__Exercise__.
Pick out and copy every line of the rows below that contains the string "green".
++++++
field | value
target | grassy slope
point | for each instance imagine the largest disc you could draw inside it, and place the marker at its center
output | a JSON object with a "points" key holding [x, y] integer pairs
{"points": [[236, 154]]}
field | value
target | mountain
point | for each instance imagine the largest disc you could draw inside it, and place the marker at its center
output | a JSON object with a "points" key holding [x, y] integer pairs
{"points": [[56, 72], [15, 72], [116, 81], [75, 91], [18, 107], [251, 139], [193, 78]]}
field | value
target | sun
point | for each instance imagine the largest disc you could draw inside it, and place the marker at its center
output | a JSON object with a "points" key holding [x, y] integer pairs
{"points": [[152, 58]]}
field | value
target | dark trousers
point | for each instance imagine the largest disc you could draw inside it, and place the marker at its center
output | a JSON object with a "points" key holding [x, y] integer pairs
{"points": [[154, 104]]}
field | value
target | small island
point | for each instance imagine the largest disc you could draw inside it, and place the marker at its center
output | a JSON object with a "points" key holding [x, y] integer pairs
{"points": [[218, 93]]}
++++++
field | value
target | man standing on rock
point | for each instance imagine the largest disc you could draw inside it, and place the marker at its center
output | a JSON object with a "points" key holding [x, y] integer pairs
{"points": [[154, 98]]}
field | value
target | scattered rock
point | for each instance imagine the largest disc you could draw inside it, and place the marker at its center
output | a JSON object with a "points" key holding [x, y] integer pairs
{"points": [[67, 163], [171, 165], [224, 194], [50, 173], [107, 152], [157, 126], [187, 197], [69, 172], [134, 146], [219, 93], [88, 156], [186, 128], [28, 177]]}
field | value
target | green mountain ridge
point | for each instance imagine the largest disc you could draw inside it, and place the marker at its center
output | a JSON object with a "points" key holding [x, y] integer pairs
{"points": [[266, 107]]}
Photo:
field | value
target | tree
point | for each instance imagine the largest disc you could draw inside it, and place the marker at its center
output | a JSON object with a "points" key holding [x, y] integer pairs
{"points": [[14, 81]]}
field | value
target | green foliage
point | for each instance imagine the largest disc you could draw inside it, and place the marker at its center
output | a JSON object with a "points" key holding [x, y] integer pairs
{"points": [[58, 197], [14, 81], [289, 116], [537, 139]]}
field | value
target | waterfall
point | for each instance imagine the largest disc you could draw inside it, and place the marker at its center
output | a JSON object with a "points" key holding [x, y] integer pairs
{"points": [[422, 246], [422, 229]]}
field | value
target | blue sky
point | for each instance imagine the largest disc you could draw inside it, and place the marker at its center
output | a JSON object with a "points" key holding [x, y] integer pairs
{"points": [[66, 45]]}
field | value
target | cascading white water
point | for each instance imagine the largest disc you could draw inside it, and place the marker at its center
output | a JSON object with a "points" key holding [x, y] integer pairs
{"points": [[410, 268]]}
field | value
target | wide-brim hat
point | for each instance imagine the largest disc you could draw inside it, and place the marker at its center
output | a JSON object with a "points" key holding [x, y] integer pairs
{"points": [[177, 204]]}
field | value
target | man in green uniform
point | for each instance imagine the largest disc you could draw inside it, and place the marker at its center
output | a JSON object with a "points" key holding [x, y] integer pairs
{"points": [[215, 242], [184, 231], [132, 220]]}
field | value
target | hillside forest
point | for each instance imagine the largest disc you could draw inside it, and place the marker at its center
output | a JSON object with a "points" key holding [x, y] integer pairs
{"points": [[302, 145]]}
++++++
__Written solution__.
target | green mountain ridge
target | green foliage
target | man in green uniform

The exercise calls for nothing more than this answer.